» **What is expected**
Swap "dropping one pin" for "placing one marker" in every one of the items below and write them out again with nothing else changed. Leave the pictures out.

+ + + + + + +

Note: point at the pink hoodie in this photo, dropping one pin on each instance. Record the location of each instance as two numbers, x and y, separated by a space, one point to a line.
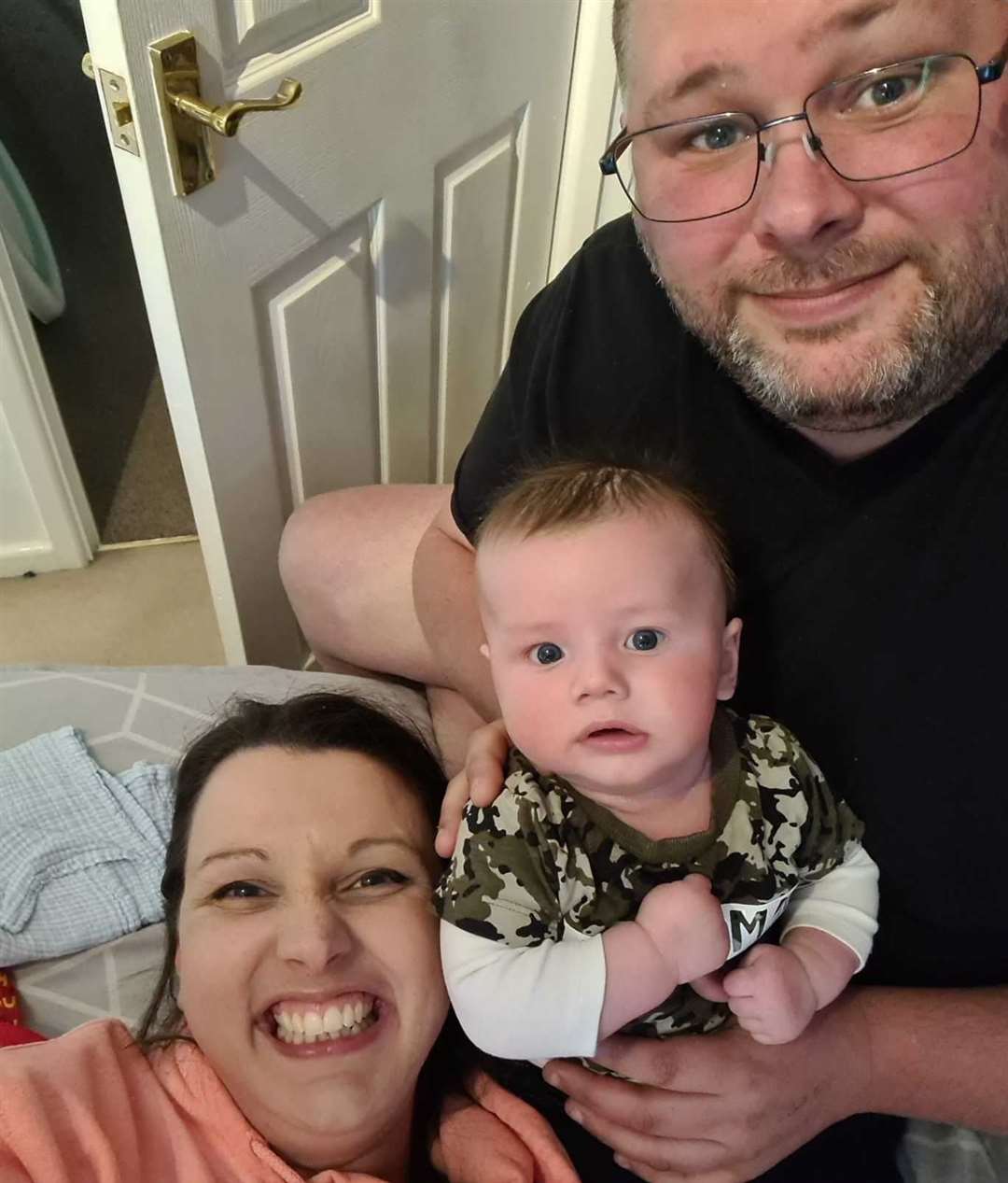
91 1107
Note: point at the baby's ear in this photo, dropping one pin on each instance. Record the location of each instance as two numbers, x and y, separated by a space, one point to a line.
729 659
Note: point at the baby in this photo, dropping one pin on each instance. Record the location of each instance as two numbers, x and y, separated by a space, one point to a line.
645 836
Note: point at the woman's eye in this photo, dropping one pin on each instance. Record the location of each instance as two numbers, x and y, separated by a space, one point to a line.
381 877
641 641
239 890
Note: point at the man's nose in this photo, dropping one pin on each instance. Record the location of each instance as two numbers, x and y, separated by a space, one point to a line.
313 934
599 676
801 207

+ + + + + + +

» **Exercise solution**
Note: point at the pink hoodie in this photo, placing one marker on each instance. Record the location of each instance as two numbers, x and y, separated by a space, one point to a line.
91 1107
Note: point at the baby's ear in this photo, placing one marker on each instance. Record the location of each instance as two numbers, x and y, separated by a space, one point to a line.
729 659
Note: point at the baby in this photo, placing one marker on each instance. Record the location of each instance as two numbers, x and y, separated by a space, one point to a line.
645 836
Note: point at the woman's eye in this photo, placing one marker on each instance. Record the location of each instance as two numbers, x and y, separated by a space, one point to a line.
381 877
641 641
239 890
Note: point at the man's nose in this photo, placing one marker on each instance. Record the location of each instance as two numbers, x and y, separated by a space, one point to a line.
313 934
599 676
801 207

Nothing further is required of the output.